→ **TÂCHES À RÉALISER**
- A) Mettez à jour le passage sur le mythe d’Actéon en le reproduisant, en commençant à « Tu sais bien » et en terminant à « hors de lui65. », avec « chiens » remplacé par « limiers ».
- B) Veuillez prolonger le passage sur le mythe d’Actéon à partir de l’endroit où il s’arrête.

:: PASSAGE EXTRAIT ::

Ainsi je lance mes pensers sur la proie sublime, et mes pensers retournés contre moi me font mourir sous leurs dents cruelles60.

30Warburg lit ce passage à Naples le 8 mai 192961. Selon lui, ce mythe doit être interprété comme le révélateur de l’ambiguïté fondamentale de toute accession au savoir. L’intellect est chasseur, selon le commentaire que Giordano Bruno en donne lui-même, dès lors qu’il « convertit en soi les objets qu’il appréhende62 », il leur « donne forme et les proportionne à sa capacité63 ». Le Nolain souligne cependant qu’il est également proie : « il le devient par l’opération de la volonté, par l’acte de laquelle lui-même se convertit en son objet » et dès lors que « l’amour transforme et convertit en la chose aimée64 ». On observe ainsi un double mouvement de conversion de l’objet en soi et de soi dans l’objet désiré. Comment parvient-on de la sorte à la connaissance de Dieu, ce principe unitaire et infini de tout principié ? Le passage s’opère ainsi :

Tu sais bien que l’intellect appréhende les choses intelligiblement, id est selon son mode ; et que la volonté poursuit les choses naturellement, c’est-à-dire selon la raison par laquelle elles sont en soi. Ainsi Actéon, avec ses pensers, ses chiens qui cherchaient en dehors de lui le bien, la sagesse, la beauté, la bête sauvage, l’atteignit par ce moyen, et, une fois en sa présence, ravi hors de lui par tant de beauté, devint lui-même proie, se vit converti en ce qu’il pourchassait ; il s’aperçut alors que de ses pensers, de ses chiens, lui-même devenait la proie convoitée, car ayant déjà contracté en lui la divinité, il n’était point nécessaire de la chercher hors de lui65.

:::
:: MATÉRIEL EXTRAIT ::

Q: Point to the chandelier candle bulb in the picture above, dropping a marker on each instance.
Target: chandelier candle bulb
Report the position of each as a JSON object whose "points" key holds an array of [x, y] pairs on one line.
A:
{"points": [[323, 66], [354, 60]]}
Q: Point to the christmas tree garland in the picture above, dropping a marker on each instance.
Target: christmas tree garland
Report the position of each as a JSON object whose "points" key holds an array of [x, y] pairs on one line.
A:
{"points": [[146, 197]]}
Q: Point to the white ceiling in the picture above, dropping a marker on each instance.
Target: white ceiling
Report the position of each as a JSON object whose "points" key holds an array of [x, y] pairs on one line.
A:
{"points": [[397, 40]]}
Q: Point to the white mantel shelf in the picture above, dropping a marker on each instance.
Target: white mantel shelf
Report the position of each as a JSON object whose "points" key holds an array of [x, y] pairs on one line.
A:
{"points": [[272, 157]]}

:::

→ **RÉPONSES DANS L’ORDRE**
- A)
Tu sais bien que l’intellect appréhende les choses intelligiblement, id est selon son mode ; et que la volonté poursuit les choses naturellement, c’est-à-dire selon la raison par laquelle elles sont en soi. Ainsi Actéon, avec ses pensers, ses limiers qui cherchaient en dehors de lui le bien, la sagesse, la beauté, la bête sauvage, l’atteignit par ce moyen, et, une fois en sa présence, ravi hors de lui par tant de beauté, devint lui-même proie, se vit converti en ce qu’il pourchassait ; il s’aperçut alors que de ses pensers, de ses limiers, lui-même devenait la proie convoitée, car ayant déjà contracté en lui la divinité, il n’était point nécessaire de la chercher hors de lui65.

- B)
31L’accès à Dieu ne saurait s’effectuer immédiatement, dans une saisie intuitive intellectuelle. Rappelons que les Fureurs héroïques ont comme horizon les dialogues métaphysiques De la cause et De l’infini. Au début du cinquième dialogue du traité De la Cause, l’univers est présenté comme immuable en tant qu’infini contenant tout, à la fois l’actuel et le virtuel, le possible et le réel. En ce sens, il ne fait pas l’objet d’une création et c’est pourquoi le Dieu du Nolain se confond, en tant que principe, avec son principié. La cause est tout entière dans l’effet66. Si l’Un-Dieu contient tout, ne peut pâtir, n’est pas sujet à l’altération, il n’en va toutefois pas de même des choses particulières, qui sont elles animées d’un perpétuel changement, leurs éléments s’unissant et se composant en des touts plus grands avant de se désagréger pour se composer à nouveau. Bruno défend ainsi un modèle atomistique dans lequel rien ne se maintient à l’identique, où tout est soumis à une constante métamorphose, non seulement dans l’ordre de la physis mais aussi dans l’ordre du microcosme qu’est le monde social humain. Cette loi de la composition et de la dégradation est celle du devenir qui affecte toute chose :

Ainsi toutes choses en leur genre connaissent-elles toutes les vicissitudes de la domination et de l’asservissement, du bonheur et du malheur, de l’état qu’on appelle vie et de celui qu’on appelle mort, de la lumière et des ténèbres, du bien et du mal67.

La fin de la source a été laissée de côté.